• Work instructions: Every line containing the string "rainbow" is to be copied from the records.

• Data for review:
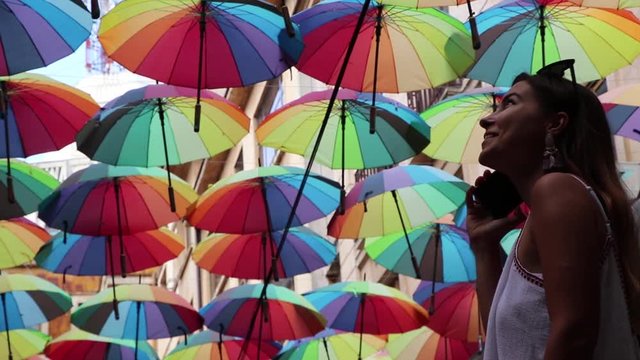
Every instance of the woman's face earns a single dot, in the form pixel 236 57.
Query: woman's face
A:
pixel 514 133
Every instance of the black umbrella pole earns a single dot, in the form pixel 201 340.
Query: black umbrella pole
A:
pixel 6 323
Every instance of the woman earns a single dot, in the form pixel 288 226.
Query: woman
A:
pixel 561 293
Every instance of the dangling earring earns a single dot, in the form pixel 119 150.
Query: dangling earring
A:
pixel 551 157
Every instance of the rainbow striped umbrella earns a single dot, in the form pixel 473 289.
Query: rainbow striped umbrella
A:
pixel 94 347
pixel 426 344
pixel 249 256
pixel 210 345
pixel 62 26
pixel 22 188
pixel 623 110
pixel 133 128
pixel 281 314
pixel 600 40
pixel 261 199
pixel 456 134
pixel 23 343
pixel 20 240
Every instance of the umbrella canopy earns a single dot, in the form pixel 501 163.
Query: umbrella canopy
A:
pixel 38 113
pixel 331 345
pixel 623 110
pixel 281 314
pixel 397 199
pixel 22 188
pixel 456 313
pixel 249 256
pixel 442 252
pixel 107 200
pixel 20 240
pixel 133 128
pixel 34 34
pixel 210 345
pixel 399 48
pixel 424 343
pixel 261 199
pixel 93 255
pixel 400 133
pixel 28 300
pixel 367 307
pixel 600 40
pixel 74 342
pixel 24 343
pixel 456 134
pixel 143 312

• Answer section:
Every instance of the rainbow striped umbrella earns a single dot, in the form pixel 473 289.
Query: rainbow striped umbrella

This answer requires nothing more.